**GIVEN PASSAGE**
+ + +
Category Archives: lepidoptera

Shed Hibernator

Here on the reserve we have several old World War II buildings, in various states of decay, some so perilously close to collapse we are absolutely not to go into them under any circumstances.

So I was having a nose through that one, a concrete shell we used to use as a fencing post storage but during the war was a massive searchlight post. Moving aside some mouldy cardboard I spotted several spiders and insects hibernating, including some lepidoptera! hooray!

This Herald moth is absolutely stunning! I don’t think I’ve seen one before.

Nearby were these two small tortoishell (cheers Sean for IDing, go #teammoth):

I look forward to seeing them in the Spring!

I was in the vicinity as I searched for a badger sett in the dunes. I had heard rumour there was one, and seen tracks here, so I spent a good twenty minutes following reasonably fresh badger tracks – always a fun thing to do! Badger prints are broad, with the toes in a row, and with clear claw marks:

There’s plenty of rabbit holes and digging in the dunes, but the entrance to a badger sett is a more sideways “D” shaped – rabbit burrows are taller than they are wide. And badgers tend to keep their sett entrances clean and tidy, while rabbits like a big mess.

Another nice sign of an active badger sett, rather than a big rabbit hole, is nice clear badger footprints leading straight out of it! (on the right of the picture)

Moths &c

It was a muggy, warm night last night and this morning, so I was hoping to get something other than November moths in the 150w Robinson trap I put out before bed last night.

Well I did!
+ + +
**JOB A**
Could you give the shed hibernator post again, starting at "Nearby were these" and ending at "of the picture)", with "dunes" swapped for "sand hills"?
The shed hibernator post has nothing to do with the records that come next.

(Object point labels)
+ + +
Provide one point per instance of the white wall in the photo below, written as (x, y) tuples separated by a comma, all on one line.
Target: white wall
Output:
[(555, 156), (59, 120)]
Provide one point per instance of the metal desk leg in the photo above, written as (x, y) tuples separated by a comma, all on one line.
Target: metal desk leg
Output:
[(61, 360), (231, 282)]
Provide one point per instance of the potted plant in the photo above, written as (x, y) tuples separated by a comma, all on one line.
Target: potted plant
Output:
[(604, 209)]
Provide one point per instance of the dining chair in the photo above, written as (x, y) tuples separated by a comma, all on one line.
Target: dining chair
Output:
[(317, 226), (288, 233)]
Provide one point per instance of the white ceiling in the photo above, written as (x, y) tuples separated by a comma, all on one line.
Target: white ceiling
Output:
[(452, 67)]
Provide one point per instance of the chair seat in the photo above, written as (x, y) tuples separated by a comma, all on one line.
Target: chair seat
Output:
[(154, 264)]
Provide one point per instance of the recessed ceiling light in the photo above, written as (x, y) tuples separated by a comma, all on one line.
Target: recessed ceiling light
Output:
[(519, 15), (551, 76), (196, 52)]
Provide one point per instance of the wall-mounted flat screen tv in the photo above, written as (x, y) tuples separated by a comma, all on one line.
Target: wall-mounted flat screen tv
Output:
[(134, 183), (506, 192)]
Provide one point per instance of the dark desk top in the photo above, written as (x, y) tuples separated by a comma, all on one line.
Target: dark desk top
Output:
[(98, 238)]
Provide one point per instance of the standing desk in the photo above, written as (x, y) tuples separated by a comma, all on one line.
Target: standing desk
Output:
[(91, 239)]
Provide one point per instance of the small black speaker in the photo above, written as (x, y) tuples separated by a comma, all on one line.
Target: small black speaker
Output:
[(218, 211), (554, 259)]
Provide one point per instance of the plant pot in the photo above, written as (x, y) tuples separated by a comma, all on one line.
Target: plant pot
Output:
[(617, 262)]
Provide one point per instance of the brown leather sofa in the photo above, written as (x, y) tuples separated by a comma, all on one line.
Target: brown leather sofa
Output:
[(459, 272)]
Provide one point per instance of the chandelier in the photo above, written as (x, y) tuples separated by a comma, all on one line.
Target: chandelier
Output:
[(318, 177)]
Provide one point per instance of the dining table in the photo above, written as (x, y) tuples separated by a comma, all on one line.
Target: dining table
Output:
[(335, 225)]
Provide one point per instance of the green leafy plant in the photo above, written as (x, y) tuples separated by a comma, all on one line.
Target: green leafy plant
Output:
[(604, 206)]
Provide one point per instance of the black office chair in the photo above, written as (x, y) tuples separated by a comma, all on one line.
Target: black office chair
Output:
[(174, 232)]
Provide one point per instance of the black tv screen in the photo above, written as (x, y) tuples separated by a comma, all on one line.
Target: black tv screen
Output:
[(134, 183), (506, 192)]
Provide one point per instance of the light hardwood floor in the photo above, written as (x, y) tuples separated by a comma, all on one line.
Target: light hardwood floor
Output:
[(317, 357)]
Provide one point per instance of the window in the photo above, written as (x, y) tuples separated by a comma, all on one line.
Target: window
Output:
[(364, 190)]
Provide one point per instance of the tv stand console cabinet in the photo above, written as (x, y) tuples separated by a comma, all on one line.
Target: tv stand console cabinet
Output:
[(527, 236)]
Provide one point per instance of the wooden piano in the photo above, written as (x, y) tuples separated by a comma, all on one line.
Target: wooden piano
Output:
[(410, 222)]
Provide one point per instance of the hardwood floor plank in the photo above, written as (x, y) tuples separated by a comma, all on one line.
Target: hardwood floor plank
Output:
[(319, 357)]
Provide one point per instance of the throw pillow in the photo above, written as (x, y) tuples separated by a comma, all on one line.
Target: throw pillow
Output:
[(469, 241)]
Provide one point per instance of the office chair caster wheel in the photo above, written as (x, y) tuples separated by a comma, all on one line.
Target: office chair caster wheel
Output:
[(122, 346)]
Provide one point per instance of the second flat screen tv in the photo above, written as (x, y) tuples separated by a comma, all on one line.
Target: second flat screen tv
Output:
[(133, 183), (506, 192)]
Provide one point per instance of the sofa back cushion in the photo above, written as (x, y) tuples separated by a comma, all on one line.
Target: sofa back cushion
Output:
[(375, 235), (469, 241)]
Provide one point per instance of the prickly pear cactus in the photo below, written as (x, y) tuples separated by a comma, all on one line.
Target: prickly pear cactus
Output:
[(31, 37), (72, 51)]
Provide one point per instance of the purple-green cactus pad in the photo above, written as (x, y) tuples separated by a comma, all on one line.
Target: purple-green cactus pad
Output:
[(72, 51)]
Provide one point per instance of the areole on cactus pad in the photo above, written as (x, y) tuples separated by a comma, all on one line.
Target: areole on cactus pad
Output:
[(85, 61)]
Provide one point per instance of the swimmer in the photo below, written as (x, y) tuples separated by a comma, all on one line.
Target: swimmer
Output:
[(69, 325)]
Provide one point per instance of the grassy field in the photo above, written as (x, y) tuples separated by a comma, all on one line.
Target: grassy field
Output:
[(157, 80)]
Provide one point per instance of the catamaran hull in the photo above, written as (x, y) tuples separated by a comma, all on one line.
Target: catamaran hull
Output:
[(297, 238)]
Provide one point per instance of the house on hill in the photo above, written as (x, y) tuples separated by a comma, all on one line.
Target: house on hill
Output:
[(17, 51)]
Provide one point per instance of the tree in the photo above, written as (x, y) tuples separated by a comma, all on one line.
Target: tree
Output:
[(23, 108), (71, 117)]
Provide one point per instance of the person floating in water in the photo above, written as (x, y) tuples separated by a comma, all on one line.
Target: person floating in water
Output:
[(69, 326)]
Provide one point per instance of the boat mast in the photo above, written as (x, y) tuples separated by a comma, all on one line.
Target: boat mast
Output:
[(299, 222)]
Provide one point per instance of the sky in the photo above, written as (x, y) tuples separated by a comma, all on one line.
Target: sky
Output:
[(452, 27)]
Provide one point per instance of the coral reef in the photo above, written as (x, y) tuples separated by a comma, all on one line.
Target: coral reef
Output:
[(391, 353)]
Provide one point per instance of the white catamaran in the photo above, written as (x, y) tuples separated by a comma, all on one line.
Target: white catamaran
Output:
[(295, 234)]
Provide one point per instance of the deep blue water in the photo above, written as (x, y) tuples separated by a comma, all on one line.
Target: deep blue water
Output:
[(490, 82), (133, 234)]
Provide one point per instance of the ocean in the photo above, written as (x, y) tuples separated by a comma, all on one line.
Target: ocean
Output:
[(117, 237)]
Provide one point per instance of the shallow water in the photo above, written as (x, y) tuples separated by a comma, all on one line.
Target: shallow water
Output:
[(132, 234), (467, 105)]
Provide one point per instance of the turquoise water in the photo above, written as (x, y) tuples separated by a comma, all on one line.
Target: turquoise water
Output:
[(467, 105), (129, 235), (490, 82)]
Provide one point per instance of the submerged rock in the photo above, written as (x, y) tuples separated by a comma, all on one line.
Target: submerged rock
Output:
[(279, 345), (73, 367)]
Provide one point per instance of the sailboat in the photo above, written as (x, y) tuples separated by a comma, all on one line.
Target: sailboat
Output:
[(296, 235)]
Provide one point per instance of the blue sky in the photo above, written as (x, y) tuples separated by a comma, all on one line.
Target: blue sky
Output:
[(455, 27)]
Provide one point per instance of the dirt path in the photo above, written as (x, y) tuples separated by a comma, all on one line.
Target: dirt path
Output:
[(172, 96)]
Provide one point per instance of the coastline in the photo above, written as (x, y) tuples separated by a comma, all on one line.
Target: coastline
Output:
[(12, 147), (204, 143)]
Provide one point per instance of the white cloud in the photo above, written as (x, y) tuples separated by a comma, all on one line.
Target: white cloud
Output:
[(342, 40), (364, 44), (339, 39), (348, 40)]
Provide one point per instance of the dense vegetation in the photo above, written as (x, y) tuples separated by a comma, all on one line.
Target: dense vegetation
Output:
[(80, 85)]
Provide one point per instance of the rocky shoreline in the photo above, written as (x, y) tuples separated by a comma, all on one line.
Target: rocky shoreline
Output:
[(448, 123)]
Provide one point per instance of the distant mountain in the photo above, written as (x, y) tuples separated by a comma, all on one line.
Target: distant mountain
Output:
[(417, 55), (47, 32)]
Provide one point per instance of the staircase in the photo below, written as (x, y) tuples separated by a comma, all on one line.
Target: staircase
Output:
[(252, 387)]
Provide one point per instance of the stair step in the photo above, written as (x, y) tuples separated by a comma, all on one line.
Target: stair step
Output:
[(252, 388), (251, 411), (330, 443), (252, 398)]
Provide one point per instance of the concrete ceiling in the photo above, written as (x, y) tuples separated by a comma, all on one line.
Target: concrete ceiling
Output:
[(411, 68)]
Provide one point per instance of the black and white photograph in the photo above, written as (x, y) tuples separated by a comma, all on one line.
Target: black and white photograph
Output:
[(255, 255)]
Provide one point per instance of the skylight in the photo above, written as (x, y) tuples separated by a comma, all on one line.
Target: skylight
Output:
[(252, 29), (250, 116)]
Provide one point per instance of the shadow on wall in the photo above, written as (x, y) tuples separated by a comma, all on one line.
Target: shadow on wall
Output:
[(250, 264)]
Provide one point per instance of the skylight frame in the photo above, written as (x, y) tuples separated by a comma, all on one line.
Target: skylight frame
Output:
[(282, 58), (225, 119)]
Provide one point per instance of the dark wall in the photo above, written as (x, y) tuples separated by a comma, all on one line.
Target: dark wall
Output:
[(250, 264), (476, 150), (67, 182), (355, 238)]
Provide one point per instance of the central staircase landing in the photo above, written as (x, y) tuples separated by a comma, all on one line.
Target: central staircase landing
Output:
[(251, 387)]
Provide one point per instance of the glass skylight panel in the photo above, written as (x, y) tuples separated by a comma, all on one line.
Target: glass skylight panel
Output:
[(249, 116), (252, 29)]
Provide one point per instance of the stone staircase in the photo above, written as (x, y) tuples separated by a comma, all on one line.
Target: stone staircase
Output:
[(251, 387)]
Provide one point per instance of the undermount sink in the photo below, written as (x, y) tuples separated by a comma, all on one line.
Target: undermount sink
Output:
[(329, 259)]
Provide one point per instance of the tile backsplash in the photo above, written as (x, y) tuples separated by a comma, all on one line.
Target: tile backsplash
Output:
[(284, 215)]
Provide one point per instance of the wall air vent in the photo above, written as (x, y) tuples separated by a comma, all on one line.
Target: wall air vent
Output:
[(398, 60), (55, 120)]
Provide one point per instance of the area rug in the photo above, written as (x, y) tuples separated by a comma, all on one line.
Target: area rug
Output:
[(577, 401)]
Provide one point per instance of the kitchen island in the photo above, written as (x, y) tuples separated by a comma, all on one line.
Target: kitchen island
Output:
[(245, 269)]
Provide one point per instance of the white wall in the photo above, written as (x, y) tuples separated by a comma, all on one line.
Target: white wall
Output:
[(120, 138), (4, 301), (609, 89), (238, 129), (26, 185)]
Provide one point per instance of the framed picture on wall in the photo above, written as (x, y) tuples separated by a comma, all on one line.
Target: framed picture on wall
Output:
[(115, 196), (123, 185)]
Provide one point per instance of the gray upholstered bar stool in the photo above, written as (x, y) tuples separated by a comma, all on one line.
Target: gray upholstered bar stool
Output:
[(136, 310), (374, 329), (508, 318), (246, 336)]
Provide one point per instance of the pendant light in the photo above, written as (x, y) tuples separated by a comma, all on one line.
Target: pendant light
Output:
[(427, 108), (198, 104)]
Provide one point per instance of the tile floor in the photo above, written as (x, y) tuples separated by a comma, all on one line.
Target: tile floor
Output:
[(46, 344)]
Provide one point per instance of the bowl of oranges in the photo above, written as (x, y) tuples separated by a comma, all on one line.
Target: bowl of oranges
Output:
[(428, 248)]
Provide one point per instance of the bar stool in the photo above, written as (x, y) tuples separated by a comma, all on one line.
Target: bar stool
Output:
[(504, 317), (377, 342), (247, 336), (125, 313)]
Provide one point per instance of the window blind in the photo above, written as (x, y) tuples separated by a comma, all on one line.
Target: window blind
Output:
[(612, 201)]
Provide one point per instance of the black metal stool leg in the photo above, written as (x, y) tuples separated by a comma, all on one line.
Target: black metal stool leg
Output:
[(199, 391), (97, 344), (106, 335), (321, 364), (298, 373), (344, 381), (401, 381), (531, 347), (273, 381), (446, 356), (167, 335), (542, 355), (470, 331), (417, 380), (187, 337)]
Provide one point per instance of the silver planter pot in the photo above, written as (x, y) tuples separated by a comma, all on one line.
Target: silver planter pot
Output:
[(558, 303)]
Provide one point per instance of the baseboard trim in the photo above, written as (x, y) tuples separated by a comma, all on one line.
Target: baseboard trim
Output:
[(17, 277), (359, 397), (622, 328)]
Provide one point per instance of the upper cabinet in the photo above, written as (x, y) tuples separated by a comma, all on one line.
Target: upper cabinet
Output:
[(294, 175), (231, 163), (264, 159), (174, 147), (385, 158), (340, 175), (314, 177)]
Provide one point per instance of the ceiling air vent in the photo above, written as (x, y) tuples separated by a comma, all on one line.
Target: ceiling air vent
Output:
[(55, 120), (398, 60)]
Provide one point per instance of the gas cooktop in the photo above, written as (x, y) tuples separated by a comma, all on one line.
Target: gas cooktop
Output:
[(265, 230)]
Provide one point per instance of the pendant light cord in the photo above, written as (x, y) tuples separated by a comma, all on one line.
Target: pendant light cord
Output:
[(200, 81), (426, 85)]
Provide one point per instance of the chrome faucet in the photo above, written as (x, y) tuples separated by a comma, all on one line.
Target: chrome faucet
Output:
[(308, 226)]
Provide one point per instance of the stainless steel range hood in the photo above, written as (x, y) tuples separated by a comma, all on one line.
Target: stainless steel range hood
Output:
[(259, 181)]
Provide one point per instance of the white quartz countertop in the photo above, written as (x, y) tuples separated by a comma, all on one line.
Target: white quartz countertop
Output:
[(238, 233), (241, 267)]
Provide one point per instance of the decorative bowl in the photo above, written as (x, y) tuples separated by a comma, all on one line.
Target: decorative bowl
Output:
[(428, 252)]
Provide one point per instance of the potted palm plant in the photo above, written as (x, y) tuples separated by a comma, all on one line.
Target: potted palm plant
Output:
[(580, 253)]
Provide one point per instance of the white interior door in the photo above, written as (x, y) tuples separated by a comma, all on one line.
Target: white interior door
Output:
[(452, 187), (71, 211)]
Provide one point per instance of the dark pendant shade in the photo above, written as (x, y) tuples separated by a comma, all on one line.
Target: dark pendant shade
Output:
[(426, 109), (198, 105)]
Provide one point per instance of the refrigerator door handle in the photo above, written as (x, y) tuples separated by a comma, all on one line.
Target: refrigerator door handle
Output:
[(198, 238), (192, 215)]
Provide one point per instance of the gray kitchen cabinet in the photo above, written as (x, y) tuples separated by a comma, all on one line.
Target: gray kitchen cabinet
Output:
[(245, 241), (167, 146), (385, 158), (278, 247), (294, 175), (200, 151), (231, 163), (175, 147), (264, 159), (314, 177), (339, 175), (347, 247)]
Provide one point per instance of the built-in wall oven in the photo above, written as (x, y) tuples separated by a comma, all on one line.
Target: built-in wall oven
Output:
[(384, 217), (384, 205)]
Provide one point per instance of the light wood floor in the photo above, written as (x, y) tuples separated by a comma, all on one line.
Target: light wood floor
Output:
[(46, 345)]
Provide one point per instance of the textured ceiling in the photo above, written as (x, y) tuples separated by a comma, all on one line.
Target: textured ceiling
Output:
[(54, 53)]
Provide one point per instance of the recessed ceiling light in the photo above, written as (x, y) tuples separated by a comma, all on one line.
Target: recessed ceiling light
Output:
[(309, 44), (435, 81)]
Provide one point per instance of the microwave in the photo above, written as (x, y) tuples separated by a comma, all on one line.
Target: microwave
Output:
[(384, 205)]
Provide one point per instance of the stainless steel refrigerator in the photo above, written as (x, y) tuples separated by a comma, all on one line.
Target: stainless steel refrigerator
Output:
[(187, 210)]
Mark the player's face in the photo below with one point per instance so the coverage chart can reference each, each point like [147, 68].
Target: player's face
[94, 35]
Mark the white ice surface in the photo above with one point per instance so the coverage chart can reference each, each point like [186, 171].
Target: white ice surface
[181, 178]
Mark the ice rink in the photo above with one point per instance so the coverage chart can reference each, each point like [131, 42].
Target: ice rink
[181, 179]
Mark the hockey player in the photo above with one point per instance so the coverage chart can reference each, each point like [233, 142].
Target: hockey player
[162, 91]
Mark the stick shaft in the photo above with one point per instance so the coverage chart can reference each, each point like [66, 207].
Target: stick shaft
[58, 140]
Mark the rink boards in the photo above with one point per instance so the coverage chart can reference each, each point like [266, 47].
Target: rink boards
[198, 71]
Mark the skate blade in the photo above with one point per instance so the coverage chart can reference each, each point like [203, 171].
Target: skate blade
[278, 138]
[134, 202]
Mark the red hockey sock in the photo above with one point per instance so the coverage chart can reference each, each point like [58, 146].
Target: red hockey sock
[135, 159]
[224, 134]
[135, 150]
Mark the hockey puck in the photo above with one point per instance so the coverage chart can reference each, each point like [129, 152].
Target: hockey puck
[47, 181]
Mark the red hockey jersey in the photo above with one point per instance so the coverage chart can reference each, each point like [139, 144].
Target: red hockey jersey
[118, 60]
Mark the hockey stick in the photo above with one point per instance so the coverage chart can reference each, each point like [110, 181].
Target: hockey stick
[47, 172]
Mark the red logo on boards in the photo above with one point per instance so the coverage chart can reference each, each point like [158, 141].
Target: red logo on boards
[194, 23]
+ + +
**JOB B**
Could you restate word for word the records starting at the line that contains "Provide one point per instance of the person" and ending at the line that contains "[(299, 222)]"?

**EXERCISE RESULT A**
Nearby were these two small tortoishell (cheers Sean for IDing, go #teammoth):

I look forward to seeing them in the Spring!

I was in the vicinity as I searched for a badger sett in the sand hills. I had heard rumour there was one, and seen tracks here, so I spent a good twenty minutes following reasonably fresh badger tracks – always a fun thing to do! Badger prints are broad, with the toes in a row, and with clear claw marks:

There’s plenty of rabbit holes and digging in the sand hills, but the entrance to a badger sett is a more sideways “D” shaped – rabbit burrows are taller than they are wide. And badgers tend to keep their sett entrances clean and tidy, while rabbits like a big mess.

Another nice sign of an active badger sett, rather than a big rabbit hole, is nice clear badger footprints leading straight out of it! (on the right of the picture)

**EXERCISE RESULT B**
Provide one point per instance of the person floating in water in the photo above, written as (x, y) tuples separated by a comma, all on one line.
Target: person floating in water
Output:
[(69, 326)]
Provide one point per instance of the boat mast in the photo above, written as (x, y) tuples separated by a comma, all on one line.
Target: boat mast
Output:
[(299, 222)]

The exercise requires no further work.